◆ **SUPPLIED MATERIAL**:
--- begin ---

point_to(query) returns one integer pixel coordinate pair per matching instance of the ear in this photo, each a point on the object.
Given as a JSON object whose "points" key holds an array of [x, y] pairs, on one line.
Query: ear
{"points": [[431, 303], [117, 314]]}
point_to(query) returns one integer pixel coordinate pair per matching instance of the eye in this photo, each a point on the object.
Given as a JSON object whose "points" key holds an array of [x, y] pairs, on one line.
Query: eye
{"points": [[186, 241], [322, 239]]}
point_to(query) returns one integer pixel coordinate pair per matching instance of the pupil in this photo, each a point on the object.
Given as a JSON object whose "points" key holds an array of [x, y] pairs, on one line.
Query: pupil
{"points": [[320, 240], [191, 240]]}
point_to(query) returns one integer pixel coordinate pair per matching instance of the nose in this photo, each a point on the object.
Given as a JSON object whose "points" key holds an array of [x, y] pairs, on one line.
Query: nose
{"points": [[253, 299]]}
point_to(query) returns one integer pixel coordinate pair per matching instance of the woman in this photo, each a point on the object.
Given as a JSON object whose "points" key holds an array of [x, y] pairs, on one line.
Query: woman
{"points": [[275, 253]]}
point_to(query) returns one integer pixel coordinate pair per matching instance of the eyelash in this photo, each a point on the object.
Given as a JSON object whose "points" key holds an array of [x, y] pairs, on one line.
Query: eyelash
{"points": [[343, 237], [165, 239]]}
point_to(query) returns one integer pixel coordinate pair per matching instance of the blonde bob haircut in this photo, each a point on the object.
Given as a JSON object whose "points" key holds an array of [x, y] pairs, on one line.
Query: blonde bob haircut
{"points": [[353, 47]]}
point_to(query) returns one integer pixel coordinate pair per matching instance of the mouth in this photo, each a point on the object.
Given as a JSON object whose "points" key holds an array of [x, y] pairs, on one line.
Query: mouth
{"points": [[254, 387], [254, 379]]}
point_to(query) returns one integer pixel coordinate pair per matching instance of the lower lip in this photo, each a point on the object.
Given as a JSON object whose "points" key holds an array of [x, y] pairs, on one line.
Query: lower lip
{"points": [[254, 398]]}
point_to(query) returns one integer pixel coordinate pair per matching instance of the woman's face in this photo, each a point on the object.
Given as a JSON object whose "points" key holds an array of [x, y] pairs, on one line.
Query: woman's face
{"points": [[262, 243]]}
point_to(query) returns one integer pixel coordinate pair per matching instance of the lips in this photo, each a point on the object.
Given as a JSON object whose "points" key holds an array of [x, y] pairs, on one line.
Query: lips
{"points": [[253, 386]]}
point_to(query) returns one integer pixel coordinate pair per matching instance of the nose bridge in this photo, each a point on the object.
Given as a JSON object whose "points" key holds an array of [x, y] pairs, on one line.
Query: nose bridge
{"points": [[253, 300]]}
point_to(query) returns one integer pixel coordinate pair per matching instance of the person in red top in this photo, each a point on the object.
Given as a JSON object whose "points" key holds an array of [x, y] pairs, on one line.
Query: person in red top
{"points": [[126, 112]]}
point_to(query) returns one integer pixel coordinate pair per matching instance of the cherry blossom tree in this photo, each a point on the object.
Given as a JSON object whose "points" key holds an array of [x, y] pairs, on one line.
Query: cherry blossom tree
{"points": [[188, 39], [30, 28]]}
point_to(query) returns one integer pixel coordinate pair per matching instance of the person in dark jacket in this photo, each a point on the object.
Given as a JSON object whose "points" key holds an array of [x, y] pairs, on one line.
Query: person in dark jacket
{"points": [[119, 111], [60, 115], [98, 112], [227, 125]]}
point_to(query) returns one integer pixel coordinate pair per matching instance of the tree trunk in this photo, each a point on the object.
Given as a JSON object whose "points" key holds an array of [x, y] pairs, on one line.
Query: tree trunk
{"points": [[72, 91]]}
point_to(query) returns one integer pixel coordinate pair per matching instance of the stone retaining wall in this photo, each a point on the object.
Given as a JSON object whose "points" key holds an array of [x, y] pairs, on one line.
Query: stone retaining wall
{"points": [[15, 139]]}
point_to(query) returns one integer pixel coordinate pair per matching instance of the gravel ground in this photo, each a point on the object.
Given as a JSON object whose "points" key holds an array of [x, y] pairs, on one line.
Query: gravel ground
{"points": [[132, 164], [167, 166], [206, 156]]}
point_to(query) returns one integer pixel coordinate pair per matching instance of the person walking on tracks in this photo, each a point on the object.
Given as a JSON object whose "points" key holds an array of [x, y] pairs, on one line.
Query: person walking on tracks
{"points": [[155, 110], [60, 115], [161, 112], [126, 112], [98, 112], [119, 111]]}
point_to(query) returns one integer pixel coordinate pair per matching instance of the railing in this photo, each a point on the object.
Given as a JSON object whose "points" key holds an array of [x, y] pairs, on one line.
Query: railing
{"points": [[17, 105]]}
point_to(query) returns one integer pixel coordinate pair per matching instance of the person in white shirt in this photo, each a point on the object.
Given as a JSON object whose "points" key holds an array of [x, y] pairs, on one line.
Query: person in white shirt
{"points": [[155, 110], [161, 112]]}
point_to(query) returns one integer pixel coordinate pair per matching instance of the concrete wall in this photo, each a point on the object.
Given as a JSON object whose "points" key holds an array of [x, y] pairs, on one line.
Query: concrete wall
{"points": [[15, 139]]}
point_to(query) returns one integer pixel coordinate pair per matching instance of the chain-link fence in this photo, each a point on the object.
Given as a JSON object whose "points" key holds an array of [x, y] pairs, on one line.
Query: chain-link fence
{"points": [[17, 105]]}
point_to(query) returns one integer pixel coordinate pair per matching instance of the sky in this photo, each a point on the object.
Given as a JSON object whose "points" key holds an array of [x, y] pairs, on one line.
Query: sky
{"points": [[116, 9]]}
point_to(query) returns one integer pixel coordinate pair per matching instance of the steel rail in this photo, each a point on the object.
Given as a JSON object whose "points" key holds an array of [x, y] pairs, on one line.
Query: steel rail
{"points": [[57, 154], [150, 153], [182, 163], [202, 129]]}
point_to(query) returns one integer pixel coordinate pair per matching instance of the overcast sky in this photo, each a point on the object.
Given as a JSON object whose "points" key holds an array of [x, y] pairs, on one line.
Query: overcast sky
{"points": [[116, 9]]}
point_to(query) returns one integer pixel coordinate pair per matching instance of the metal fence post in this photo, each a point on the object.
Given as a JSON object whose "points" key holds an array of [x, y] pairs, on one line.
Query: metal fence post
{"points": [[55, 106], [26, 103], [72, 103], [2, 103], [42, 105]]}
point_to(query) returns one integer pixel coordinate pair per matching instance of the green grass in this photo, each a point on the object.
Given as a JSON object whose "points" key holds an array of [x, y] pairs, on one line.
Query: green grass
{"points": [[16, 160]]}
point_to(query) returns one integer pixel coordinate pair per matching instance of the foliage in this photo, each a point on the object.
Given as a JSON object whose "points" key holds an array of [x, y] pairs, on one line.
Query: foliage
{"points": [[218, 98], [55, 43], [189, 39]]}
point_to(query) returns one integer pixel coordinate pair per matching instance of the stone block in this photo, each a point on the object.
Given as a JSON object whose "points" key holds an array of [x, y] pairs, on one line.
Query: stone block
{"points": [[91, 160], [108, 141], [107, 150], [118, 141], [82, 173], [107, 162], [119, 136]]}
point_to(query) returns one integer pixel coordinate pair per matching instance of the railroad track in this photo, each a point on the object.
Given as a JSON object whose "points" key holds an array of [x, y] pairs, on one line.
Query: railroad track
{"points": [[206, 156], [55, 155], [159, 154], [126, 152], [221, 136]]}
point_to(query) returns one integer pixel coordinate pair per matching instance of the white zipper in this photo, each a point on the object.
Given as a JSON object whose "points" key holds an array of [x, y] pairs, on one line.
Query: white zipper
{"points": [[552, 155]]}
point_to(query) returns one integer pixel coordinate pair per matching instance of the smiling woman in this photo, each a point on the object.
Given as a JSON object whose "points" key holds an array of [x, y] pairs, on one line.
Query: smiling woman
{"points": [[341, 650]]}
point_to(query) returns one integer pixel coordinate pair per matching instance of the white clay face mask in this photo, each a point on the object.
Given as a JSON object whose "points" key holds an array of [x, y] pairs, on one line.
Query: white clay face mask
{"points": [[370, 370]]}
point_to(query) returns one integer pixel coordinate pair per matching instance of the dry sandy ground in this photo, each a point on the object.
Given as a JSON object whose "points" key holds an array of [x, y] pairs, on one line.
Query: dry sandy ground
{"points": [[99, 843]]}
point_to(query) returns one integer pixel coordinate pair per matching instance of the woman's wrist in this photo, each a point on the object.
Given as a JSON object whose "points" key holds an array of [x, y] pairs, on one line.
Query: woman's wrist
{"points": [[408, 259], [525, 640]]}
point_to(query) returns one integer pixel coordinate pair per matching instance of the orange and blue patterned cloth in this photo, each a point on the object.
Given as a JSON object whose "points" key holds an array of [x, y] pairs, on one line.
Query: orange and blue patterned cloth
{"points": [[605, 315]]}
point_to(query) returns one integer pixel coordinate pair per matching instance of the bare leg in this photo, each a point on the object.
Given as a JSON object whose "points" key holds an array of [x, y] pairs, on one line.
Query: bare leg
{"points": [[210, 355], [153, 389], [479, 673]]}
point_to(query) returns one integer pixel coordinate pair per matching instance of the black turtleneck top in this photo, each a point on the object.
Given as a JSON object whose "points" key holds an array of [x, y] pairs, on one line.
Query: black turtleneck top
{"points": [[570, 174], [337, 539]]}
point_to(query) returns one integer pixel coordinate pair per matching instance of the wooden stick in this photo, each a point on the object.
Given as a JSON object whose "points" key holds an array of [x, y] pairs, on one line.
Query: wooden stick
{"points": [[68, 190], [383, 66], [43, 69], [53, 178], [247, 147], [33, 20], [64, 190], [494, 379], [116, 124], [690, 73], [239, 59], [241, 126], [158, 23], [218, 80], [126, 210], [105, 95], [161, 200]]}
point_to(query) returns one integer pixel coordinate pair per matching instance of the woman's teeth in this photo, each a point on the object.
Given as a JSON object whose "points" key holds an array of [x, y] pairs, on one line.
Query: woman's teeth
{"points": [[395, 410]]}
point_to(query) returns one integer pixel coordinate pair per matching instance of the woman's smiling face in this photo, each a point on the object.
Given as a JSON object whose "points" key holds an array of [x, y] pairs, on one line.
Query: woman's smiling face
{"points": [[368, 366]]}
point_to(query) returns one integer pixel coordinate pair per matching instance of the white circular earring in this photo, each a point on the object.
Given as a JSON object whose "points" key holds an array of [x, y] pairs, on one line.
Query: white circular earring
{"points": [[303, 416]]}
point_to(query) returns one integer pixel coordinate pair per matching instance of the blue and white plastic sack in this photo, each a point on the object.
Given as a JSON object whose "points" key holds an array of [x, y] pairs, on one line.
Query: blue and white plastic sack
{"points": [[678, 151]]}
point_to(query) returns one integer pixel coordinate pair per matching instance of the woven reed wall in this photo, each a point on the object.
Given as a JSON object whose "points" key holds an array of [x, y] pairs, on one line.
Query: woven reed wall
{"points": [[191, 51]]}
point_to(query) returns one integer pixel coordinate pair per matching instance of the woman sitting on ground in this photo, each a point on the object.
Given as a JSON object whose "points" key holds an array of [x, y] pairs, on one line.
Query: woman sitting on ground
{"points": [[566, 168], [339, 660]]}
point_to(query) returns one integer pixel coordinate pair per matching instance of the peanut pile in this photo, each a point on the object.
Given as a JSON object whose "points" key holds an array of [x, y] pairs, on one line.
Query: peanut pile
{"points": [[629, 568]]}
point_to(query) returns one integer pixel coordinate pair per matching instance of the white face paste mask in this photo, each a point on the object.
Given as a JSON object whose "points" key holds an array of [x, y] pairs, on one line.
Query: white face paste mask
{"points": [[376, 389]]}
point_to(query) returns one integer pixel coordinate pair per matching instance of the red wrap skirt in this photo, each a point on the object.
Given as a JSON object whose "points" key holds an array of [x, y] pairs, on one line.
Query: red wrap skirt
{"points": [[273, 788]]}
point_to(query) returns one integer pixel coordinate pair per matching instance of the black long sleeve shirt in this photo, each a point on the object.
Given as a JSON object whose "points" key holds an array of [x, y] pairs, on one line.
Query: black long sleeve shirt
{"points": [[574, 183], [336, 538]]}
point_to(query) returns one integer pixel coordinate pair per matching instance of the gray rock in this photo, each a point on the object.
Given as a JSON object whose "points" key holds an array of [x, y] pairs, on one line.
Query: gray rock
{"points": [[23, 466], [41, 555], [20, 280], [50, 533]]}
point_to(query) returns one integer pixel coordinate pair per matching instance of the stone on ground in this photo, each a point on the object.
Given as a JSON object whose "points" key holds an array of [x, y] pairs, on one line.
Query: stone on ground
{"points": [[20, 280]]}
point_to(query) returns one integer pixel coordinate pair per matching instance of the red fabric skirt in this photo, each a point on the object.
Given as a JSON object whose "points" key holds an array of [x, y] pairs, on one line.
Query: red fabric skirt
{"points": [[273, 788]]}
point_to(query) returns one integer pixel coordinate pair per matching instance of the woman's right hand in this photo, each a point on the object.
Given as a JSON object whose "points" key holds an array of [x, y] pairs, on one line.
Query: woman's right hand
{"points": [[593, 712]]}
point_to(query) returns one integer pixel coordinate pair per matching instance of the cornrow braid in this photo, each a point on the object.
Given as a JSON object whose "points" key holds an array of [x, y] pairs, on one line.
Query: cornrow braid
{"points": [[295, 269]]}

--- end ---

Retype everything from the line containing "the woman's right" down to the last line of the entries above, keeping each character the same.

◆ **REPLY TO THE EXERCISE**:
point_to(query) returns one integer pixel coordinate pair per matching instance of the woman's right hand in this photo, each a point on the object.
Given as a JSON object whose "points" key holds an array of [x, y] pairs, on one line.
Query: woman's right hand
{"points": [[593, 712]]}
point_to(query) returns one integer pixel coordinate pair per matching instance of the cornrow braid in this photo, each a point on the object.
Given as a JSON object whose "points" key holds an array of [x, y] pairs, on one line.
Query: cornrow braid
{"points": [[295, 269]]}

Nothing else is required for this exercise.